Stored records
★ ★ ★ ★ ★ ★ ★

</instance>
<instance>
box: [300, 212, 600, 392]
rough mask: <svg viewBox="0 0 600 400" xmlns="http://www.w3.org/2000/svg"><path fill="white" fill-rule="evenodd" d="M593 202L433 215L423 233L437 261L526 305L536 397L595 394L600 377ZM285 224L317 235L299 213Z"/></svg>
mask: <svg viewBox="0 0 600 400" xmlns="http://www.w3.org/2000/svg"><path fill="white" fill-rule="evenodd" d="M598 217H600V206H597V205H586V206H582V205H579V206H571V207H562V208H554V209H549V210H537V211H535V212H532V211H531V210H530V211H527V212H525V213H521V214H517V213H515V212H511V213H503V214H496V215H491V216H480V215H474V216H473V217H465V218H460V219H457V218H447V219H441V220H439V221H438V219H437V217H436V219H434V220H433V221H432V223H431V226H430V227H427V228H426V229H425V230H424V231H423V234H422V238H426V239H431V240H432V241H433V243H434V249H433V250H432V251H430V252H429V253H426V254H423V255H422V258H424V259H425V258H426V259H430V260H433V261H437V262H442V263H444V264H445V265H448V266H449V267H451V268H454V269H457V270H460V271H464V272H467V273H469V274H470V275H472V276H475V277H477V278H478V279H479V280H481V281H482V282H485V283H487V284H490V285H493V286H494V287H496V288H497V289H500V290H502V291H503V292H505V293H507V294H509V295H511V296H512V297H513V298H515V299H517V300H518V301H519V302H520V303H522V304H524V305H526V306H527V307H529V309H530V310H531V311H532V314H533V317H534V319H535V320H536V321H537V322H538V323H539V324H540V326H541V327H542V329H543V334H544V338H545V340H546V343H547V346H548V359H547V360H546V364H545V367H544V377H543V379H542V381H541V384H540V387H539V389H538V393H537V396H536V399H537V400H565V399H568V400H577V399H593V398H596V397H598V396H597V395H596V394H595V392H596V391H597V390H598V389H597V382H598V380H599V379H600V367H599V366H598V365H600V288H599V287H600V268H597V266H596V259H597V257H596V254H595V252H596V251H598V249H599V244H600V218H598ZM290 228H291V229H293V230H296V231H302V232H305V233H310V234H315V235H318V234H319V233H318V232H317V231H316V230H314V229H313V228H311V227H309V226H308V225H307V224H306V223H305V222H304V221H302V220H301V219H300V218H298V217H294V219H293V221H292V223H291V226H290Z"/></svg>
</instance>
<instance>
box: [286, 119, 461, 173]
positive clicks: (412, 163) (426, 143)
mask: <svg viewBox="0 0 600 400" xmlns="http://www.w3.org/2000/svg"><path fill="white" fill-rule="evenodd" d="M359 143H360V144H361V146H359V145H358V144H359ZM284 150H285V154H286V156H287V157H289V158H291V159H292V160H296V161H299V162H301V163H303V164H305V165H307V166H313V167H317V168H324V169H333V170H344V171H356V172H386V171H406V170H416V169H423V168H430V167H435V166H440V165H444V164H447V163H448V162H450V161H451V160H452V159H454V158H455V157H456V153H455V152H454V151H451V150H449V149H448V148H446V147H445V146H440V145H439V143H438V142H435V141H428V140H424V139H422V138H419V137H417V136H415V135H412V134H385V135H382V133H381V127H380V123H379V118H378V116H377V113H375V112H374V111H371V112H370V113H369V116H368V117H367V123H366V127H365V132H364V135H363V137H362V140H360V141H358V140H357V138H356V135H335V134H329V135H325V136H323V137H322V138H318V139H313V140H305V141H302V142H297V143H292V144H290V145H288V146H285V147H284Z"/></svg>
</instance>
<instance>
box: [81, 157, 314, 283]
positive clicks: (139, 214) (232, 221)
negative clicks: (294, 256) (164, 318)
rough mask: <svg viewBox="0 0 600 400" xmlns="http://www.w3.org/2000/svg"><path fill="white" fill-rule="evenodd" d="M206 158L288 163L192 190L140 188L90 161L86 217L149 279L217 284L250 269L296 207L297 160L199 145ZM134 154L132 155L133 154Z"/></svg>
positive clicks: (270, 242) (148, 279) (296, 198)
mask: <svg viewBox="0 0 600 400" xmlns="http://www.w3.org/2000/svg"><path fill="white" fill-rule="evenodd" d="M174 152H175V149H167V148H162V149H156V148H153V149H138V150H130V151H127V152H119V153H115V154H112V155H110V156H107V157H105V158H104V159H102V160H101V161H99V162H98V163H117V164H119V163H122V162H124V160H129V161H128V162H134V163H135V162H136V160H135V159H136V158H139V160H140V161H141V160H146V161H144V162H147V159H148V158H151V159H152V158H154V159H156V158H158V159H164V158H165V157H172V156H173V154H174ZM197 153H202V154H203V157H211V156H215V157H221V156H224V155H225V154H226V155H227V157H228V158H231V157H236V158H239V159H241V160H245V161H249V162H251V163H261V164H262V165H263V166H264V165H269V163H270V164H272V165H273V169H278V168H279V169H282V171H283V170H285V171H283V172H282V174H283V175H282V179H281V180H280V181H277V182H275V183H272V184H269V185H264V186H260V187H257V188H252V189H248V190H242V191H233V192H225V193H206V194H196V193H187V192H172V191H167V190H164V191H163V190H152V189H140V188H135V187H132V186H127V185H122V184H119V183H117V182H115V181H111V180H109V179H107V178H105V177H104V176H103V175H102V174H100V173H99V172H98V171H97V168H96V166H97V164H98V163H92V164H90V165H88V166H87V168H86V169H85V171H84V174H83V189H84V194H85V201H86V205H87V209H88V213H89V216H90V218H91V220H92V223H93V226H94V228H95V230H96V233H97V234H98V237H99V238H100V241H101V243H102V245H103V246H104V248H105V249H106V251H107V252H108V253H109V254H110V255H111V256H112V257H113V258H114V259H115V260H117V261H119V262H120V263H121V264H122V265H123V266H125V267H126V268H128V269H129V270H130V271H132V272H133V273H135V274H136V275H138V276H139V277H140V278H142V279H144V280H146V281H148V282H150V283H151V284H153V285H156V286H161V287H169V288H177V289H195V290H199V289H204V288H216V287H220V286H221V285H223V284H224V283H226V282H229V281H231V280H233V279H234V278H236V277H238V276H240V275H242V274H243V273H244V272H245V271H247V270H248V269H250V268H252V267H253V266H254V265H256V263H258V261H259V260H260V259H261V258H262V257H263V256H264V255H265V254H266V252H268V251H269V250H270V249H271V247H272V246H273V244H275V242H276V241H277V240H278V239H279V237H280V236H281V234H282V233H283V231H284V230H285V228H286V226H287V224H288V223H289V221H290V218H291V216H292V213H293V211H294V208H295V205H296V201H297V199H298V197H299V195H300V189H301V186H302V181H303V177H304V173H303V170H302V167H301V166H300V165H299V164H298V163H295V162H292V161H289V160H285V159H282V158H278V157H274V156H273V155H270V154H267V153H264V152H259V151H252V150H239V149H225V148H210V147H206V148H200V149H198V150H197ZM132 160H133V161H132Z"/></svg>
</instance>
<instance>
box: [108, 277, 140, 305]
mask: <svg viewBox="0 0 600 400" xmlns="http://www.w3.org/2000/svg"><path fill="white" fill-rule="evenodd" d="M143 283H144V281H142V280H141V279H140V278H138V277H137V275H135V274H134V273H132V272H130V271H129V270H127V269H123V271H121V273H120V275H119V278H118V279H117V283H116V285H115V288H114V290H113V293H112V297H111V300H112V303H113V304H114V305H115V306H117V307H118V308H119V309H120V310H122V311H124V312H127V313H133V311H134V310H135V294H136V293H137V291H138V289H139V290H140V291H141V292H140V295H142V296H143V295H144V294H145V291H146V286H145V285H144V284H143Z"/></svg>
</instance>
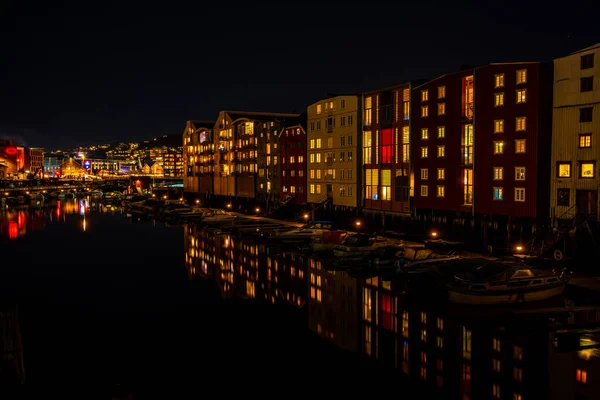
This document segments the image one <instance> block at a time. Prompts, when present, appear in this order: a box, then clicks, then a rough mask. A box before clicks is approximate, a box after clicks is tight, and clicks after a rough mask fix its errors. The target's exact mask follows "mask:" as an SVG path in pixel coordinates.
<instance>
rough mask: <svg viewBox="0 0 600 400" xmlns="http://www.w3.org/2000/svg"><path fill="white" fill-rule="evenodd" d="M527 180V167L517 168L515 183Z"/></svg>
mask: <svg viewBox="0 0 600 400" xmlns="http://www.w3.org/2000/svg"><path fill="white" fill-rule="evenodd" d="M524 180H525V167H515V181H524Z"/></svg>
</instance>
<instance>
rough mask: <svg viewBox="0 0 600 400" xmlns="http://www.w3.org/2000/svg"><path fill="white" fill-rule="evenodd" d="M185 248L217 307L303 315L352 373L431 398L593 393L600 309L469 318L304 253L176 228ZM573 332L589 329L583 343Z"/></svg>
mask: <svg viewBox="0 0 600 400" xmlns="http://www.w3.org/2000/svg"><path fill="white" fill-rule="evenodd" d="M184 240H185V252H186V257H185V258H186V264H187V269H188V272H189V276H190V278H195V277H201V278H206V279H215V280H216V281H217V282H218V284H219V286H220V287H221V290H222V295H223V297H225V298H232V297H236V298H247V299H256V300H262V301H268V302H271V303H276V302H285V303H288V304H290V305H291V306H293V307H295V308H301V309H303V310H306V313H307V315H308V328H309V329H310V331H312V332H314V333H316V334H318V335H319V336H321V338H322V339H323V340H325V341H328V342H330V343H333V344H335V345H336V346H337V347H339V348H341V349H344V350H347V351H349V352H353V353H356V355H357V356H356V359H357V362H359V363H361V365H376V366H380V367H391V368H397V369H398V370H399V373H400V374H401V375H402V376H404V378H406V379H408V380H410V381H411V382H413V383H415V384H416V385H418V386H422V388H423V389H428V390H431V391H432V393H434V394H435V395H437V396H438V397H439V398H452V399H484V398H497V399H513V400H522V399H543V398H550V399H592V398H597V397H594V396H597V395H598V394H599V393H600V357H599V356H600V350H597V349H596V347H597V346H598V347H600V333H599V332H600V329H598V327H599V326H600V308H594V307H591V306H588V307H584V306H582V307H580V308H579V309H576V308H575V307H573V306H574V305H575V304H574V303H573V301H572V300H569V299H565V298H560V299H558V300H557V301H558V302H560V303H561V304H560V306H561V307H560V308H554V307H552V308H548V307H549V305H547V304H546V305H542V306H540V307H544V308H543V309H541V308H539V309H534V310H531V309H526V308H518V309H512V311H511V312H504V313H496V315H493V316H491V315H489V313H487V314H483V315H482V313H479V315H475V314H473V312H470V311H465V310H467V308H465V307H464V306H461V305H452V304H449V303H447V302H440V301H437V300H436V301H428V300H427V299H420V300H419V299H412V298H409V297H407V295H406V294H405V293H404V292H403V291H402V290H401V289H400V287H401V286H402V285H401V284H400V282H399V281H384V280H381V279H379V278H378V277H372V278H369V279H355V278H353V277H351V276H350V275H349V274H348V273H347V272H344V271H330V270H327V269H325V268H323V265H322V263H321V261H318V260H316V259H313V258H311V257H310V256H308V255H306V254H293V253H286V252H282V251H281V249H278V248H273V247H269V246H267V245H266V244H257V243H255V242H253V241H252V240H239V239H233V238H231V237H229V236H215V235H213V234H211V233H207V232H203V231H202V230H200V229H198V228H196V227H194V226H188V227H186V228H185V233H184ZM441 298H444V297H443V296H441ZM554 305H555V304H553V306H554ZM565 306H571V307H570V308H569V310H570V311H569V312H565ZM581 327H587V328H588V329H587V330H586V331H585V333H584V334H582V333H581V330H580V329H579V328H581Z"/></svg>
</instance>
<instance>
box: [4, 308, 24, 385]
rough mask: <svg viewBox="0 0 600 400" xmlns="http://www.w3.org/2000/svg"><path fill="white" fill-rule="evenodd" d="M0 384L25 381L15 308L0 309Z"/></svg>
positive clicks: (11, 383)
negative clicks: (6, 309)
mask: <svg viewBox="0 0 600 400" xmlns="http://www.w3.org/2000/svg"><path fill="white" fill-rule="evenodd" d="M0 352H1V353H0V354H1V362H0V384H3V385H4V384H16V383H24V382H25V367H24V362H23V346H22V342H21V330H20V327H19V317H18V313H17V311H16V310H14V309H13V310H2V311H0Z"/></svg>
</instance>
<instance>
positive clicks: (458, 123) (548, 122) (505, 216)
mask: <svg viewBox="0 0 600 400" xmlns="http://www.w3.org/2000/svg"><path fill="white" fill-rule="evenodd" d="M550 71H551V69H550V68H549V66H546V65H544V64H542V63H537V62H530V63H505V64H490V65H487V66H484V67H480V68H476V69H469V70H464V71H461V72H459V73H455V74H449V75H444V76H441V77H439V78H437V79H434V80H433V81H430V82H427V83H425V84H423V85H420V86H418V87H416V88H415V93H414V96H415V102H414V107H413V121H412V126H413V130H412V133H413V143H414V147H413V165H414V171H415V207H416V209H417V213H423V214H429V215H430V214H431V212H432V211H433V212H438V215H440V214H439V211H450V212H453V213H454V215H456V216H457V217H458V218H464V217H466V216H469V217H471V216H473V215H475V214H478V215H489V216H492V215H493V216H505V217H519V218H524V219H529V220H534V219H537V218H543V217H546V216H547V210H548V198H549V196H548V192H549V176H548V175H549V174H548V172H547V170H545V169H544V167H543V166H545V165H548V163H549V158H550V148H549V143H550V135H551V133H552V132H551V115H550V109H551V107H550V103H549V100H550V99H551V90H552V86H551V72H550Z"/></svg>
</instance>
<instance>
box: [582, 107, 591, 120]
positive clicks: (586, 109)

★ ★ ★ ★ ★ ★ ★

Once the line with "positive clicks: (139, 214) (232, 221)" is found in the records above, print exactly that line and every line after it through the line with "158L288 163L192 190L140".

* **RESULT OF THIS TASK**:
positive clicks: (139, 214) (232, 221)
negative clicks: (294, 256) (164, 318)
rough mask: <svg viewBox="0 0 600 400" xmlns="http://www.w3.org/2000/svg"><path fill="white" fill-rule="evenodd" d="M206 158L288 163L192 190L140 188L90 161L86 217L149 279L217 284L250 269L296 207L297 160L199 145ZM134 154L132 155L133 154Z"/></svg>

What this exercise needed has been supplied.